East Timor Ambassador to Portugal
- In office 2014–2020
- Preceded by: Natália Carrascalão
- Succeeded by: Isabel Amaral Guterres

Deputy in the National Parliament
- In office 2002–2012
- Constituency: Aileu Municipality

Personal details
- Born: April 2, 1960 (age 66) Remexio, Aileu Municipality, East Timor
- Party: Social Democratic Party

= Maria Paixão da Costa =

East Timorese politician

Maria da Paixão de Jesus da Costa (born April 2, 1960) is a politician and diplomat from East Timor. She is a member of the Partido Social Democrata (PSD) and was vice president of the party.

== Biography ==
Costa was born in Remexio in Aileu Municipality in 1960. She completed a degree in political science at the National University of East Timor.

- [MATERIAL SUPPLIED]
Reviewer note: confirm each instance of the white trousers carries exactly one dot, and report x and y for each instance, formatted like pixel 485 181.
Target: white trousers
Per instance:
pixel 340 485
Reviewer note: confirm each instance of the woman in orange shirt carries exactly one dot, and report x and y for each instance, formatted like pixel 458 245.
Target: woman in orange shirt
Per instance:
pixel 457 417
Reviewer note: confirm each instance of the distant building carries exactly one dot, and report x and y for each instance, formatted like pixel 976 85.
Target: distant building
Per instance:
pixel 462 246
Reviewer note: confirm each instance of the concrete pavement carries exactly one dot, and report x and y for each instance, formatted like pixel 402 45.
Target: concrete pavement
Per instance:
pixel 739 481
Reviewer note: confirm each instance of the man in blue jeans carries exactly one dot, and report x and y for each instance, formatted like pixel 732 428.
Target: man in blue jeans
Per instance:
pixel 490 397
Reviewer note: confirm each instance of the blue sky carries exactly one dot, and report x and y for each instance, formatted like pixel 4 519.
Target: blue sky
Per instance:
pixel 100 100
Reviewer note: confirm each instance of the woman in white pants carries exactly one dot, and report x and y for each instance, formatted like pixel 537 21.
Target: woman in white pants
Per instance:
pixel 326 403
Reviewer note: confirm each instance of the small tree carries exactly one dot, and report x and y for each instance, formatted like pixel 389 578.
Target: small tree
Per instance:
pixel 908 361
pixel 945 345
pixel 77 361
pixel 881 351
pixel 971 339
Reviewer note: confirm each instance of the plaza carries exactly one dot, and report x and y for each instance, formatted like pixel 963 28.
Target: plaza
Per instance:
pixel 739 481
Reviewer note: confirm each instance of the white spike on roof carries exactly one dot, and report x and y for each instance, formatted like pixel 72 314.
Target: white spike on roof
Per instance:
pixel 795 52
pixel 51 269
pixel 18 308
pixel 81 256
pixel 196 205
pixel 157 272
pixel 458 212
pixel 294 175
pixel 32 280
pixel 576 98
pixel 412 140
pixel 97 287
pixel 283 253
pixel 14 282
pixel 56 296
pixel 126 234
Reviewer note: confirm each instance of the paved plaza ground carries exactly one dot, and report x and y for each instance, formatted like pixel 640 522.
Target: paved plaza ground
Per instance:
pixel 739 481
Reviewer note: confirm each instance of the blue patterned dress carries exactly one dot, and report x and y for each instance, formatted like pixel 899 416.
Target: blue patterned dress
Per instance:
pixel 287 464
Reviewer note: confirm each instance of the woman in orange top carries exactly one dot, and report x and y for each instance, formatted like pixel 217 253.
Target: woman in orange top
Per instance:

- [REQUIRED ACTIONS]
(a) Translate this sentence from the biography of Maria Paixão da Costa into Spanish: "She completed a degree in political science at the National University of East Timor."
(b) Using the biography of Maria Paixão da Costa, answer each question on its own line:
(i) Who preceded her as East Timor's ambassador to Portugal?
(ii) Which constituency did she represent in the National Parliament?
(iii) What office did she hold in the Partido Social Democrata?
(c) Go on with the biography of Maria Paixão da Costa, picking up after its final sentence.
This data was drawn from a separate source unrelated to the text.

- [ANSWERS TO THE EXERCISES]
(a) Completó un título en ciencia política en la Universidad Nacional de Timor Oriental.

(b)
(i) Natália Carrascalão
(ii) Aileu Municipality
(iii) Vice president of the party

(c)
During the United Nations administration of East Timor (1999–2002), Costa was district administrator for her home district of Aileu. She then served as a deputy in the National Parliament in the first and second legislatures, from 2002 to 2012. She was also president of the Women's Parliamentary Group of East Timor (GMPTL).

From 2014 to 2020, Costa was Ambassador of East Timor to Portugal. She has promoted the learning of the Portuguese language in East Timor, visiting the University of Porto during her term as Ambassador. From 21 March 2015 Costa was also accredited as Ambassador of East Timor to Cape Verde.